EXERCISE GOAL: For the word "white", count the lines of the data that include it and give only the total.

ENTRIES SHOWN:
# # # # # # #
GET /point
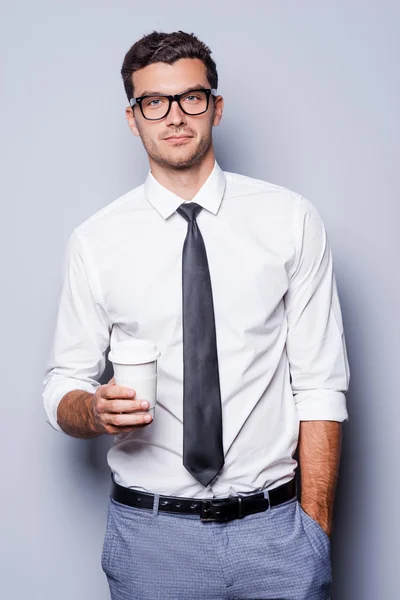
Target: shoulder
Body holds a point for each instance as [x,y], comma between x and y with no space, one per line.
[243,185]
[111,214]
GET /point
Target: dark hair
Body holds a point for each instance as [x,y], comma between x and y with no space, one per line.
[168,48]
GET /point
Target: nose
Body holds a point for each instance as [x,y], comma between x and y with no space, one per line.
[176,116]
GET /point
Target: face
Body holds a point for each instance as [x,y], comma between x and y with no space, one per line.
[173,79]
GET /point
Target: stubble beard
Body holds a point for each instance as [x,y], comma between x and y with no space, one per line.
[175,160]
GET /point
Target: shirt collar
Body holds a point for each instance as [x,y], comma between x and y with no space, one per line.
[166,202]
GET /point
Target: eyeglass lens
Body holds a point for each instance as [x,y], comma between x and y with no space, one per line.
[156,107]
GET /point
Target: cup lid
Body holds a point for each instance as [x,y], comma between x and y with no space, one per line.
[134,352]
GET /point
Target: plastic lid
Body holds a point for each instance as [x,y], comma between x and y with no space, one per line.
[134,352]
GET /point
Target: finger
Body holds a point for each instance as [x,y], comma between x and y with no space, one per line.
[117,391]
[125,406]
[117,430]
[127,420]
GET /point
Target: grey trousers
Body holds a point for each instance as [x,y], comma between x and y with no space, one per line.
[279,554]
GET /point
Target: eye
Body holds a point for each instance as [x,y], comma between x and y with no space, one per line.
[155,101]
[193,98]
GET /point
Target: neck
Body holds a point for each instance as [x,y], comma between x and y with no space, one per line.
[185,183]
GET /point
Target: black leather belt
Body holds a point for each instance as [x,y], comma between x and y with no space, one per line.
[209,509]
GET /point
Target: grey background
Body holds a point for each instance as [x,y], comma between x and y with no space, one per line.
[325,122]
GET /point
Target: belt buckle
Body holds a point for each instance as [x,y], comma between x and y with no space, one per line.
[205,508]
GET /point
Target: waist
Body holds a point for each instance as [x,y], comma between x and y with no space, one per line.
[216,509]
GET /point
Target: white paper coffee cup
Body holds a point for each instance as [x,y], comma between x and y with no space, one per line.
[135,366]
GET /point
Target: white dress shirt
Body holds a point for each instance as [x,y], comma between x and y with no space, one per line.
[281,347]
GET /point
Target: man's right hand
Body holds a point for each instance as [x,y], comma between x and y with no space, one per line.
[115,409]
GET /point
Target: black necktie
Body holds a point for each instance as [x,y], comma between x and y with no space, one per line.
[203,454]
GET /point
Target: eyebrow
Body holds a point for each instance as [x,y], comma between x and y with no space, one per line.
[157,93]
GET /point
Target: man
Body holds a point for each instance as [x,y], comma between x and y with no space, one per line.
[232,279]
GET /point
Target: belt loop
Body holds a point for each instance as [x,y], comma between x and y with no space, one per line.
[155,505]
[266,495]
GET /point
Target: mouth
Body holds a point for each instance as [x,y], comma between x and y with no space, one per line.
[178,138]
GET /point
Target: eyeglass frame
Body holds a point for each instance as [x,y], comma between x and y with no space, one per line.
[173,98]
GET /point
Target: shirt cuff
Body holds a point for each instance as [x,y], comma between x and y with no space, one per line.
[321,405]
[53,397]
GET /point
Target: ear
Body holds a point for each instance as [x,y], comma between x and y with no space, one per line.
[130,117]
[218,110]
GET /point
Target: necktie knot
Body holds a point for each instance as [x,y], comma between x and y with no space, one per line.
[189,210]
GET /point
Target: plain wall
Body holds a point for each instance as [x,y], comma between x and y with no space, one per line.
[311,103]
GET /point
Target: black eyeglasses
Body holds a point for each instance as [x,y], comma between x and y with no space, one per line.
[192,102]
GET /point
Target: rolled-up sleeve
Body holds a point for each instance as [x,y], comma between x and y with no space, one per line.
[315,345]
[82,332]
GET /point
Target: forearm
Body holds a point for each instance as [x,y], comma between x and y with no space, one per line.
[75,415]
[319,456]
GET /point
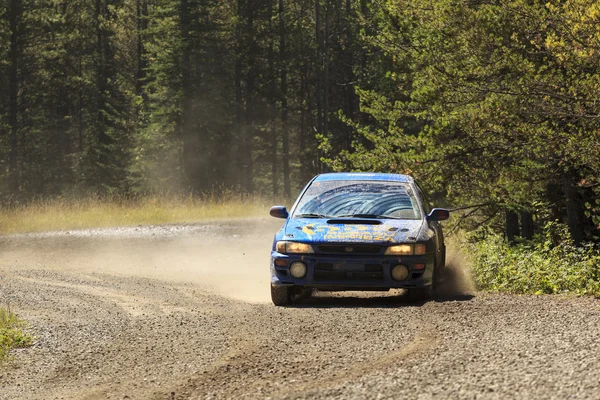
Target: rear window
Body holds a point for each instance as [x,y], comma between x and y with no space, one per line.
[347,198]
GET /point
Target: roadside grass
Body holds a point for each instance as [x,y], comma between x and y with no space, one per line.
[548,264]
[12,334]
[63,214]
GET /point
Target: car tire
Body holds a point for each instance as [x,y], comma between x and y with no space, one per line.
[420,294]
[281,296]
[427,292]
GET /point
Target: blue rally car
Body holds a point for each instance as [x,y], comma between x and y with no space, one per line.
[358,231]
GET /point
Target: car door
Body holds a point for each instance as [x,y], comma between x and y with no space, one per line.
[440,248]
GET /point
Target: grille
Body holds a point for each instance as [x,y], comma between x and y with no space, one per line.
[356,249]
[348,272]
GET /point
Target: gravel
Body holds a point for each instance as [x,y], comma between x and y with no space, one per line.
[124,319]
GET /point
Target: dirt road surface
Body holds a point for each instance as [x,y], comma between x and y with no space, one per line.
[178,312]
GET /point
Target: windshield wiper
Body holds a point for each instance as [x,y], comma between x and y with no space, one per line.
[366,216]
[309,215]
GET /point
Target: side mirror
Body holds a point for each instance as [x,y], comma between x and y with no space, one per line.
[438,214]
[278,212]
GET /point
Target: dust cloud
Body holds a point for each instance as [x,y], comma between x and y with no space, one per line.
[458,280]
[229,259]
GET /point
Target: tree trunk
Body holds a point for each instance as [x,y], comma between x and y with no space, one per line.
[251,97]
[239,105]
[287,191]
[191,156]
[142,26]
[512,226]
[527,225]
[14,16]
[575,212]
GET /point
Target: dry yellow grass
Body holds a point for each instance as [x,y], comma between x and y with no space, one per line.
[93,213]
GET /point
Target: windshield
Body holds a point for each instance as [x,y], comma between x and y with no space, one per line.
[360,199]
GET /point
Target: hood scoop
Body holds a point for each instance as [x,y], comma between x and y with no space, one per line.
[353,221]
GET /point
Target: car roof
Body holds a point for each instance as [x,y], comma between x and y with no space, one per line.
[363,176]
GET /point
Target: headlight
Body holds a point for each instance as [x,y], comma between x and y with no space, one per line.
[400,250]
[298,269]
[293,247]
[406,250]
[400,272]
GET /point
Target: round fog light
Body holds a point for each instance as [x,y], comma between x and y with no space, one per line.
[298,269]
[400,272]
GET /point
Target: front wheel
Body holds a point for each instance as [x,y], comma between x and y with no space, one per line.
[281,295]
[427,292]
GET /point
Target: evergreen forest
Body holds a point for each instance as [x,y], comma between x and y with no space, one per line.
[490,104]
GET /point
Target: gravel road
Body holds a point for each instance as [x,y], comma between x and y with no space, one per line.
[178,312]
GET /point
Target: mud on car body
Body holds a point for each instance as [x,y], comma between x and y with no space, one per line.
[358,231]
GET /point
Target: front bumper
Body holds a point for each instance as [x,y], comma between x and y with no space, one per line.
[334,272]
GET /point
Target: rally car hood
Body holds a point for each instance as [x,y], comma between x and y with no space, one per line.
[352,230]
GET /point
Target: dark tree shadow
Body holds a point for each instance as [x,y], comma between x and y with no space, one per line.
[370,300]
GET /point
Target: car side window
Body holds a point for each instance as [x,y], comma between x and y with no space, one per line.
[424,199]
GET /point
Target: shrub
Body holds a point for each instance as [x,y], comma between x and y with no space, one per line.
[11,333]
[550,263]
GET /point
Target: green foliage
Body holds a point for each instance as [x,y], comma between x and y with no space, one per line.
[11,333]
[550,264]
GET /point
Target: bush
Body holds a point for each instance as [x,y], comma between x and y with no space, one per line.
[550,263]
[11,333]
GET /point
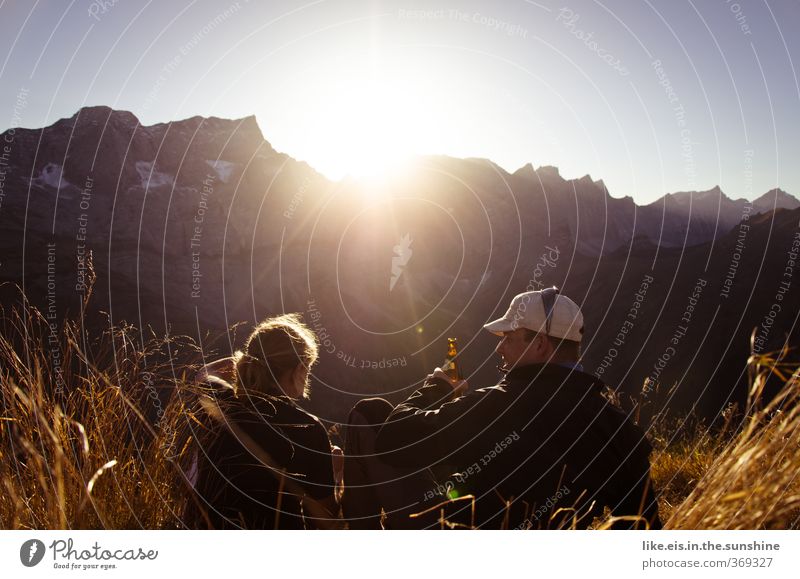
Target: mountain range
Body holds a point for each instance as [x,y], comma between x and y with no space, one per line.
[199,224]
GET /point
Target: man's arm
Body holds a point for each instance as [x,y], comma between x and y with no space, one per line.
[428,427]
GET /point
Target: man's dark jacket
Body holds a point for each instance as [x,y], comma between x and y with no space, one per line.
[541,440]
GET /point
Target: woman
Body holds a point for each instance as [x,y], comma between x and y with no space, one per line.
[261,461]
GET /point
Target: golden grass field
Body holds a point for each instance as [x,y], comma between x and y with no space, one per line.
[103,452]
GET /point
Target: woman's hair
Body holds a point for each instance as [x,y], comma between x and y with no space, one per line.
[276,346]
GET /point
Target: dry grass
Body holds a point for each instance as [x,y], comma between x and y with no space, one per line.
[79,432]
[89,442]
[752,481]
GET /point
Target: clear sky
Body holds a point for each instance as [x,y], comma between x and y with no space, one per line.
[652,96]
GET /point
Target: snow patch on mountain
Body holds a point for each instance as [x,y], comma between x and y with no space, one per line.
[51,175]
[151,178]
[224,169]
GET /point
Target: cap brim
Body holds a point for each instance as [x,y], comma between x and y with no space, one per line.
[498,327]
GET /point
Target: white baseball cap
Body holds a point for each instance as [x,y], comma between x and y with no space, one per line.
[531,310]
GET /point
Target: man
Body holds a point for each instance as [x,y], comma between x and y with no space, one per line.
[541,449]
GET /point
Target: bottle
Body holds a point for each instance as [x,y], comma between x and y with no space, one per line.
[451,364]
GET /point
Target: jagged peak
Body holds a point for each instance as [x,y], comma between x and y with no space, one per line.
[549,171]
[777,198]
[104,114]
[524,171]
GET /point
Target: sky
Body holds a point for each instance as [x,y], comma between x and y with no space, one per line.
[651,96]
# # # # # # #
RESPONSE AREA: 3